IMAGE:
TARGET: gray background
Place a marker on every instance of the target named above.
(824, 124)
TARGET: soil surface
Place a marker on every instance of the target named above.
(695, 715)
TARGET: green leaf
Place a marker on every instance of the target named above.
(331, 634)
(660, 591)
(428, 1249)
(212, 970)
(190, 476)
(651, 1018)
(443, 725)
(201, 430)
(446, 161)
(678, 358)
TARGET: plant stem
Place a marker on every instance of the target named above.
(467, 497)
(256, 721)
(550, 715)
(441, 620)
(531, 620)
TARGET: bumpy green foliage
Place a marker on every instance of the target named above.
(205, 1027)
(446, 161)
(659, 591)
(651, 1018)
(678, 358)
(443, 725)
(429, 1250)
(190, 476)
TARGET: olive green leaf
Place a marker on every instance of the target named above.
# # # #
Exact copy required. Retype all of the entries word for word.

• [WRITTEN ANSWER]
IMAGE:
TARGET: gray background
Place a marker on every instance of the target named above.
(824, 124)
TARGET: soil surface
Place a marker on every instance of the target named above.
(695, 715)
TARGET: green leaf
Place a marker on every instance of the target named above.
(331, 634)
(660, 591)
(428, 1249)
(212, 970)
(190, 476)
(651, 1018)
(443, 725)
(201, 430)
(446, 161)
(678, 358)
TARGET: plant stem
Place a marker on every instance of the target named above.
(467, 497)
(256, 721)
(550, 715)
(441, 620)
(531, 620)
TARGET: bumpy green foliage
Place a marker on every instance of the target named above.
(205, 1027)
(446, 161)
(659, 591)
(651, 1018)
(678, 358)
(443, 725)
(429, 1250)
(190, 476)
TARGET: olive green leaf
Place a marker on every instance of the target named above.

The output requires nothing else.